# Tiger sauce similarities



## golfpro2301 (Mar 25, 2014)

I know everyone on here has heard of tiger sauce and that Trigg uses it. I use it most of the time when I foil ribs but am looking for something different. Anyone know of a sauce you can buy that is close or a recipe for something similar. I would like something with a little more kick but still has the sweet and tangy profile to it.


----------



## kc5tpy (Mar 27, 2014)

Hello.  You say "looking for something different" and then use terms like "close" and "similar".  Sounds like to me you want Tiger Sauce with more kick.  I'd google ground Habanero powder or even ground Ghost Chilli powder.  Add that to your usual Tiger Sauce and it outta kick tha heck outta ya.  
	

	
	
		
		



		
			






   Let us know how it comes out.  Good luck.  Keep Smokin!
※ ※ ※
● **Instructions**
(1) Duplicate the passage of the tiger sauce thread from "## golfpro2301 (Mar" up to and including "profile to it.".
(2) In the tiger sauce thread, when does golfpro2301 use tiger sauce most of the time?

A series of records
※ ※ ※
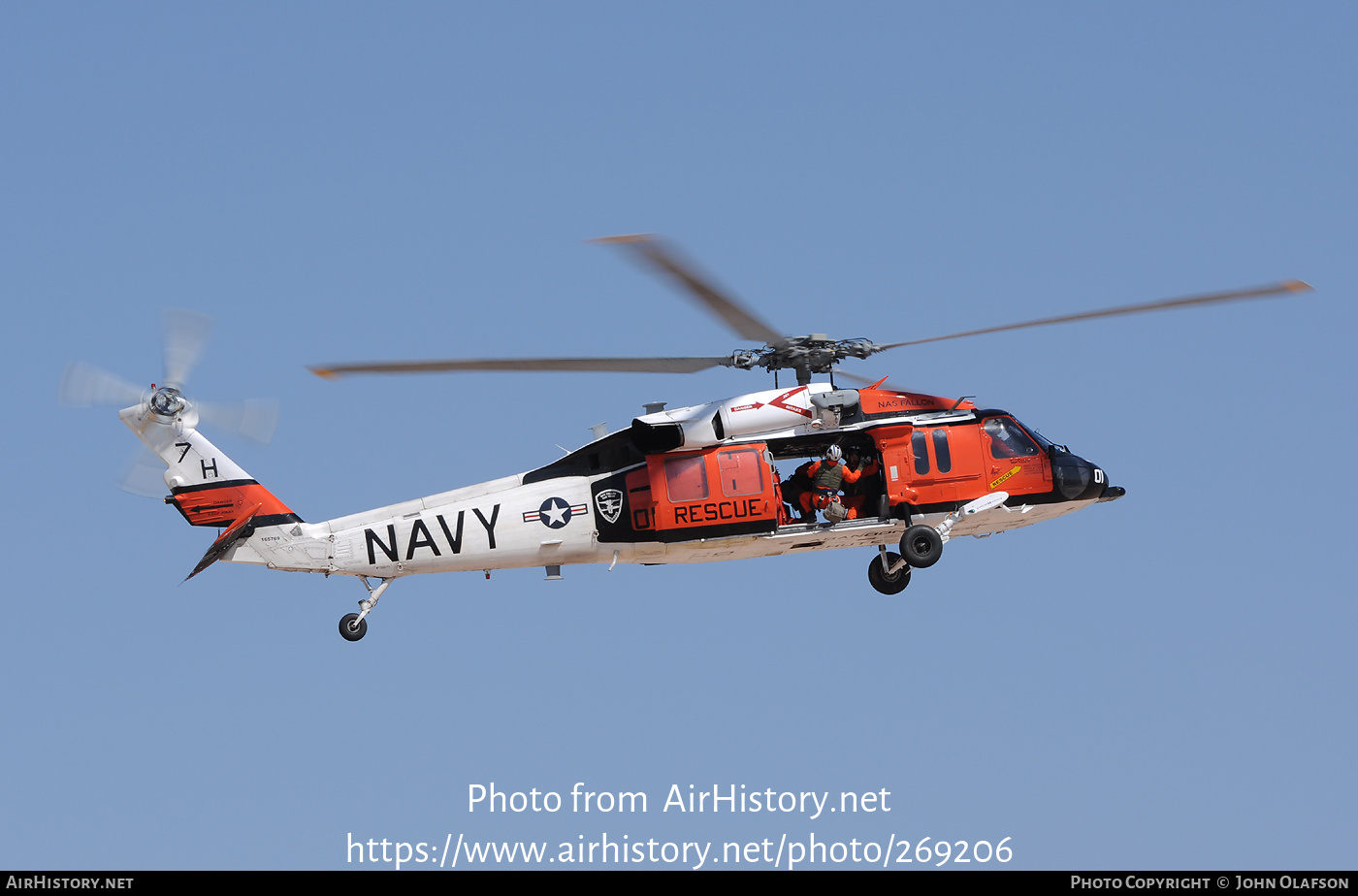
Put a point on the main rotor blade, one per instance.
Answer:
(737, 316)
(1258, 292)
(87, 386)
(599, 366)
(186, 335)
(862, 380)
※ ※ ※
● **In response**
(1)
## golfpro2301 (Mar 25, 2014)

I know everyone on here has heard of tiger sauce and that Trigg uses it. I use it most of the time when I foil ribs but am looking for something different. Anyone know of a sauce you can buy that is close or a recipe for something similar. I would like something with a little more kick but still has the sweet and tangy profile to it.

(2) When foiling ribs.